(YOUR OBJECTIVE) Please write out the line containing "Where is each instance of the woman in orange" and each line after it through the end of the data, exactly, and nothing else.

(LISTED ENTRIES)
————————

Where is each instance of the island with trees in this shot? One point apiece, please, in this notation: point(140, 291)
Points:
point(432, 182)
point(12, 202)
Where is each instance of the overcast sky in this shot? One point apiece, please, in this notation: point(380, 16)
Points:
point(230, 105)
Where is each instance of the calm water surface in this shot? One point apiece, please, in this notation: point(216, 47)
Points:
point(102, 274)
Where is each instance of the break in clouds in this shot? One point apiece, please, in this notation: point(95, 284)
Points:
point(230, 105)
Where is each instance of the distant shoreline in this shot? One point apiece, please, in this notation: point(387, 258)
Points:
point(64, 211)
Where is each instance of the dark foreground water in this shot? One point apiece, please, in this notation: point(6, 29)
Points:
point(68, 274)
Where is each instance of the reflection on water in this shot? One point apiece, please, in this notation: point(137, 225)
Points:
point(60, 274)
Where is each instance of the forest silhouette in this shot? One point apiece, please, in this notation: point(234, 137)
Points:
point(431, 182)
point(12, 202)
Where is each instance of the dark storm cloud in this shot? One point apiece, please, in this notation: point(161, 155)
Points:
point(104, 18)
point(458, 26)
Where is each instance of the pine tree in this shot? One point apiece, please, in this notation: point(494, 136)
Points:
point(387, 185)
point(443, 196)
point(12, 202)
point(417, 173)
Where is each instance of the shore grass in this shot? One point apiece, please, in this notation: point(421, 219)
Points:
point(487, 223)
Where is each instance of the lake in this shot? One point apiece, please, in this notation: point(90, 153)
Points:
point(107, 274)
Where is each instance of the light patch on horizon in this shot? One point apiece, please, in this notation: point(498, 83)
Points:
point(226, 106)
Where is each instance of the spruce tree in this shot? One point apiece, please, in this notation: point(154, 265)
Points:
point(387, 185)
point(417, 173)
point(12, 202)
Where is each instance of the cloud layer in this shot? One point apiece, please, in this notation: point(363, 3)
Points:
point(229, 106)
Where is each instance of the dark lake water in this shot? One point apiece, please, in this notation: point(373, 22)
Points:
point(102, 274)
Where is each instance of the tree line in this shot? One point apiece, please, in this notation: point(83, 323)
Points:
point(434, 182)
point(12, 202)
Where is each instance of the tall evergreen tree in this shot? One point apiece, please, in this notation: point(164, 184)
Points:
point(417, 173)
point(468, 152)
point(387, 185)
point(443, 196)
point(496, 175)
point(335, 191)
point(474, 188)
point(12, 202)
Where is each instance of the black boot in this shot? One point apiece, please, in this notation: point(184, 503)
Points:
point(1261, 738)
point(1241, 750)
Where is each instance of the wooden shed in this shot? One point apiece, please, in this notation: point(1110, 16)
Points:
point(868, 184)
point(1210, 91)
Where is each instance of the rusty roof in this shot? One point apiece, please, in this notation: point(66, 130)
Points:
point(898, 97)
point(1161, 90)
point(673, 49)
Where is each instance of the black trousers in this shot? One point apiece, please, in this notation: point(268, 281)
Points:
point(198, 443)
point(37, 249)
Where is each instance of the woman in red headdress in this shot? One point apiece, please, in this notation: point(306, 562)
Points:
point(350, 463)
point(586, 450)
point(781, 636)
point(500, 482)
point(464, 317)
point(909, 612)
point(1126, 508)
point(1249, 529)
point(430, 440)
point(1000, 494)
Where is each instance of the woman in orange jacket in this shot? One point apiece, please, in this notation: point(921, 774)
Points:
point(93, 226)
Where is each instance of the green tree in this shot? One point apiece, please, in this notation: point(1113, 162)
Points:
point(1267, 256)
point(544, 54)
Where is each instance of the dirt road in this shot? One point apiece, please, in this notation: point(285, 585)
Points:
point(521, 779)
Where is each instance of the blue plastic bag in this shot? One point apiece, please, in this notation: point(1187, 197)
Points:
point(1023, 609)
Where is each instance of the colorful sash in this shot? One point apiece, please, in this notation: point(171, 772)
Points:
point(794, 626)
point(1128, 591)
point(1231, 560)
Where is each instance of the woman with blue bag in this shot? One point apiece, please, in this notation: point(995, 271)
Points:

————————

(RESPONSE)
Where is each instance of the woman in orange jacket in this shot? One point apiece, please, in this notation: point(921, 774)
Points:
point(93, 226)
Where is each instance of the green tree in this shot? One point apiece, please, in this notation: point(1113, 162)
Points:
point(1267, 256)
point(544, 54)
Where is each instance of the dirt road in this shot? One point apiece, please, in this notation: point(285, 585)
Points:
point(521, 779)
Where is each instance of the blue plastic bag in this shot? One point apiece, please, in this notation: point(1187, 197)
Points:
point(1023, 609)
Where is each instance of the colorful sash in this shot? One point apiece, please, in this notation: point(171, 772)
Points:
point(794, 626)
point(1128, 591)
point(1231, 560)
Where is each instance of the woman with blue bag in this shot? One point apiece, please, in this notation: point(995, 271)
Points:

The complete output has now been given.